(Items from a data source)
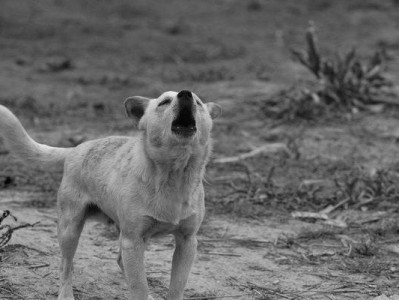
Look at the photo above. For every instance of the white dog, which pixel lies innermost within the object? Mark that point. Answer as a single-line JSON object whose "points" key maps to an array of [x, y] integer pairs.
{"points": [[148, 185]]}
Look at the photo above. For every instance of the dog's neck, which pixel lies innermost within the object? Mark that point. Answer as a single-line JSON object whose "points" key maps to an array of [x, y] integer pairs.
{"points": [[180, 162], [173, 180]]}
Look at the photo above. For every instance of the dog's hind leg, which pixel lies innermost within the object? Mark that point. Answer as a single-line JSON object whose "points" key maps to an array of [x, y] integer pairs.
{"points": [[72, 213]]}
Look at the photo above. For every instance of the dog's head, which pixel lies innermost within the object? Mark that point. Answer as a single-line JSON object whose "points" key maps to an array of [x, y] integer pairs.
{"points": [[173, 118]]}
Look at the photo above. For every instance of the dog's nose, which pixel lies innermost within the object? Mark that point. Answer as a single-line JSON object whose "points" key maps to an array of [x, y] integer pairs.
{"points": [[185, 94]]}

### WRITTEN REQUEST
Copy every line of the records above word for word, leaving out the pictures.

### OUTPUT FOR THIS EXERCISE
Look at the photo above. For every instance of the white dog, which pixel lies innermost within the object? Mark that point. Answer as a single-line JSON object whose "points" key maps to an array of [x, y] integer pairs.
{"points": [[148, 185]]}
Look at the photo above. For every instance of the dog's neck, which pixel lies innermost within the object? Mark that point. Answer as a single-line JSON object whose "points" key maps to an array of [x, y] integer pairs.
{"points": [[180, 162], [173, 180]]}
Look at the photo above. For every instance of the dog's hind leg, which pixel lies innermost within the object? Mark that point. Answer as a single-line JSON object whose "points" key maps to an array of [x, y] integer pairs.
{"points": [[72, 213]]}
Look at the photo above. For every instance of the dog's head, which pixel lies innermost within the object? Mark that point. Answer as a single-line JSON object whose "points" key maps to an array of [x, y] integer pairs.
{"points": [[173, 118]]}
Look at the photo above. For every instance of the dog's nose, which pixel lies innermost within the object? Mark that point. Answer as a single-line JSON object whose "points" key maps to an array of [x, y] integer pairs.
{"points": [[185, 94]]}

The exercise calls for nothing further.